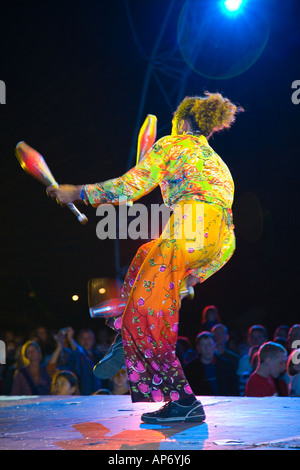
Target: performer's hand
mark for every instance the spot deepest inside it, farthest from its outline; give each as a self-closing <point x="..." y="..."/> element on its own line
<point x="191" y="280"/>
<point x="65" y="193"/>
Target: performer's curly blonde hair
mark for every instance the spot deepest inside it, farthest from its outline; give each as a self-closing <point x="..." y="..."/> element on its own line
<point x="209" y="114"/>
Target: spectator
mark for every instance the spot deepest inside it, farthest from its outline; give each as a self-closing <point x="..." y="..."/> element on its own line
<point x="103" y="341"/>
<point x="271" y="364"/>
<point x="293" y="369"/>
<point x="44" y="339"/>
<point x="209" y="374"/>
<point x="184" y="350"/>
<point x="86" y="339"/>
<point x="257" y="335"/>
<point x="281" y="331"/>
<point x="253" y="360"/>
<point x="69" y="355"/>
<point x="120" y="383"/>
<point x="64" y="382"/>
<point x="221" y="336"/>
<point x="210" y="317"/>
<point x="32" y="378"/>
<point x="293" y="339"/>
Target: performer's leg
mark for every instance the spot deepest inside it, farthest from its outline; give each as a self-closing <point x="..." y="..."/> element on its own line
<point x="150" y="325"/>
<point x="114" y="358"/>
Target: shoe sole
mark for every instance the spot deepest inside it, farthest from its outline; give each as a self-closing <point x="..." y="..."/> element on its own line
<point x="191" y="419"/>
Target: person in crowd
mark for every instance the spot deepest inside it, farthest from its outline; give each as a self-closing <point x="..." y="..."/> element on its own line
<point x="221" y="336"/>
<point x="184" y="350"/>
<point x="210" y="374"/>
<point x="281" y="331"/>
<point x="210" y="317"/>
<point x="86" y="339"/>
<point x="257" y="335"/>
<point x="32" y="378"/>
<point x="64" y="382"/>
<point x="42" y="336"/>
<point x="103" y="341"/>
<point x="120" y="384"/>
<point x="69" y="355"/>
<point x="265" y="380"/>
<point x="293" y="369"/>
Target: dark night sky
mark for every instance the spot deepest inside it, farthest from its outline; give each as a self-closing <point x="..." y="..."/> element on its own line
<point x="74" y="75"/>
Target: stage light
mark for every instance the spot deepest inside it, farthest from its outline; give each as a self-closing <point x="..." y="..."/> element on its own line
<point x="233" y="5"/>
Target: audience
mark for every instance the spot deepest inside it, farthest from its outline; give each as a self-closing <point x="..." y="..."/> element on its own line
<point x="44" y="363"/>
<point x="64" y="382"/>
<point x="210" y="317"/>
<point x="265" y="380"/>
<point x="257" y="335"/>
<point x="293" y="369"/>
<point x="69" y="355"/>
<point x="32" y="378"/>
<point x="221" y="336"/>
<point x="293" y="338"/>
<point x="209" y="374"/>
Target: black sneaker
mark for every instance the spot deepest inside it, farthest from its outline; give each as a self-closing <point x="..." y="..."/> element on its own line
<point x="172" y="412"/>
<point x="112" y="361"/>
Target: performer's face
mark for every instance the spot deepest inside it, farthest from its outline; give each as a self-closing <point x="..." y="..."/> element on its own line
<point x="177" y="126"/>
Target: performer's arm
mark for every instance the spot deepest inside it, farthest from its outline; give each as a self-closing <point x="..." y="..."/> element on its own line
<point x="134" y="184"/>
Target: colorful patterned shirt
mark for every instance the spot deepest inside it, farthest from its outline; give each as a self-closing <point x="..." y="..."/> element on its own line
<point x="184" y="166"/>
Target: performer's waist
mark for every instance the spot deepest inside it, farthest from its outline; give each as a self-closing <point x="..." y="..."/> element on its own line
<point x="226" y="211"/>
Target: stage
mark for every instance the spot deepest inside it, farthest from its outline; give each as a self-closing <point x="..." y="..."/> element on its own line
<point x="107" y="422"/>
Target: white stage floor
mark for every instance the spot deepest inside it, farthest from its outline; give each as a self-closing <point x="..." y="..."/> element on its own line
<point x="113" y="423"/>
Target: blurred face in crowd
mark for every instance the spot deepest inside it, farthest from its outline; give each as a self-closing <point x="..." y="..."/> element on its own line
<point x="32" y="353"/>
<point x="206" y="349"/>
<point x="120" y="379"/>
<point x="62" y="386"/>
<point x="257" y="338"/>
<point x="220" y="335"/>
<point x="86" y="340"/>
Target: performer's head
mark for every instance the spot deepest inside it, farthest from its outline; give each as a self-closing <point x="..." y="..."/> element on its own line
<point x="204" y="115"/>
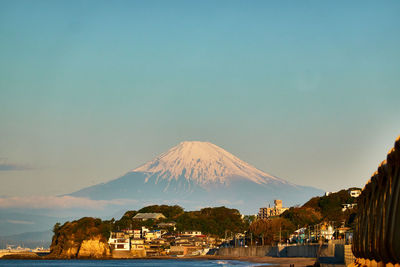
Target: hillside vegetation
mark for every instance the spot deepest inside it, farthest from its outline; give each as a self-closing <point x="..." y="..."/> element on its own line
<point x="316" y="211"/>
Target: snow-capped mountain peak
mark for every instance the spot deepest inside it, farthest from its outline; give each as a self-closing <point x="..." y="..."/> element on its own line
<point x="203" y="163"/>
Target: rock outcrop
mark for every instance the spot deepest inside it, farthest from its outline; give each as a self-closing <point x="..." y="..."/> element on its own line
<point x="377" y="233"/>
<point x="85" y="238"/>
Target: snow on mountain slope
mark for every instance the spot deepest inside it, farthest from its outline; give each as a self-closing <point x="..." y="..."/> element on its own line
<point x="203" y="163"/>
<point x="199" y="174"/>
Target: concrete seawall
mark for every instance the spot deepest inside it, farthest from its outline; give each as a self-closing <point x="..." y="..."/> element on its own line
<point x="306" y="251"/>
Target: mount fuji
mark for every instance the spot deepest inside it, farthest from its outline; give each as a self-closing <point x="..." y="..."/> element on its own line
<point x="199" y="174"/>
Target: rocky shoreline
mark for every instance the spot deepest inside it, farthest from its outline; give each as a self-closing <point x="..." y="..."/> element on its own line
<point x="271" y="261"/>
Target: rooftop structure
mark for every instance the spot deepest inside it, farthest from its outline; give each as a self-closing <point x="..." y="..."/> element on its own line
<point x="277" y="210"/>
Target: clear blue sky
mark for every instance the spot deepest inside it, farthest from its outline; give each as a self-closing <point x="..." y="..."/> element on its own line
<point x="306" y="90"/>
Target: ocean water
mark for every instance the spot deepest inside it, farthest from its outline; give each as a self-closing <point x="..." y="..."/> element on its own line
<point x="145" y="263"/>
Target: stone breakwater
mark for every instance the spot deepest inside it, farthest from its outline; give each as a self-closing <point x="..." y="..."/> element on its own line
<point x="377" y="231"/>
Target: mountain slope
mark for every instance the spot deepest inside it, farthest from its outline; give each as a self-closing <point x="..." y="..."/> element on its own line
<point x="198" y="174"/>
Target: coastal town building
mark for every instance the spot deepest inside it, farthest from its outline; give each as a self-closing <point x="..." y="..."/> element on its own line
<point x="119" y="241"/>
<point x="192" y="233"/>
<point x="354" y="192"/>
<point x="348" y="206"/>
<point x="148" y="216"/>
<point x="267" y="212"/>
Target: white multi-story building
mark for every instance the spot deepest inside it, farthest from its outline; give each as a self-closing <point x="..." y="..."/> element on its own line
<point x="119" y="241"/>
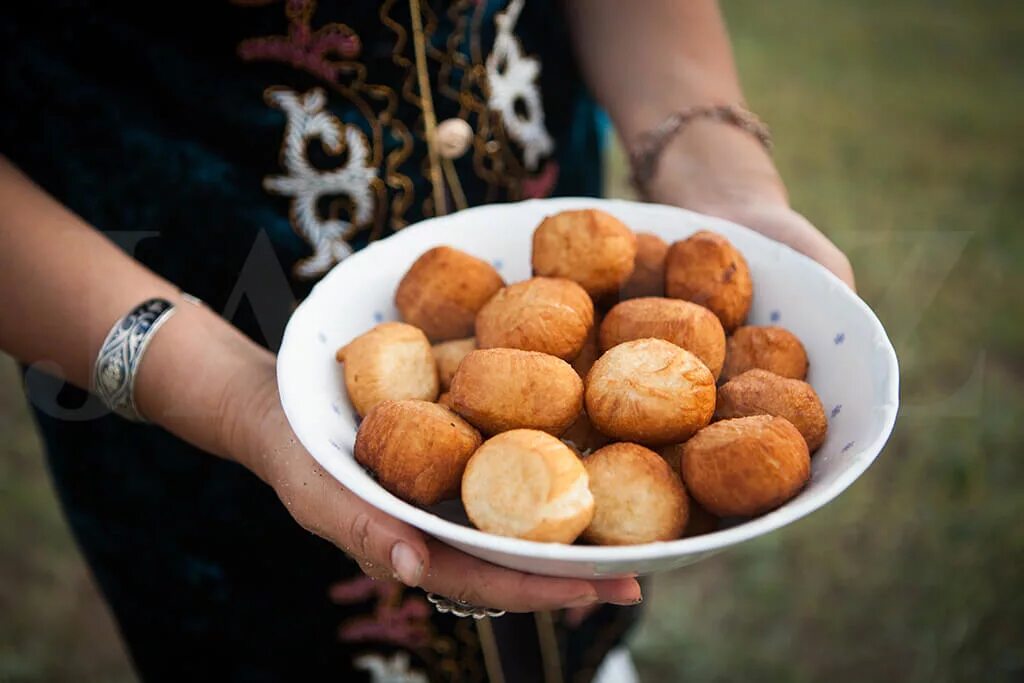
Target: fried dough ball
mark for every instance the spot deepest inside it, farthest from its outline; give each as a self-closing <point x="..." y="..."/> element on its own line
<point x="547" y="314"/>
<point x="588" y="246"/>
<point x="673" y="455"/>
<point x="442" y="291"/>
<point x="590" y="352"/>
<point x="391" y="361"/>
<point x="583" y="436"/>
<point x="706" y="268"/>
<point x="768" y="347"/>
<point x="527" y="484"/>
<point x="649" y="391"/>
<point x="499" y="389"/>
<point x="761" y="392"/>
<point x="418" y="450"/>
<point x="700" y="520"/>
<point x="637" y="497"/>
<point x="745" y="466"/>
<point x="449" y="354"/>
<point x="648" y="268"/>
<point x="684" y="324"/>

______

REQUIRED ACTION
Of the lines above, copy each one that contains the word "mountain".

COMPLETED TASK
Target: snow-capped mountain peak
Target: snow on mountain slope
Target: mountain slope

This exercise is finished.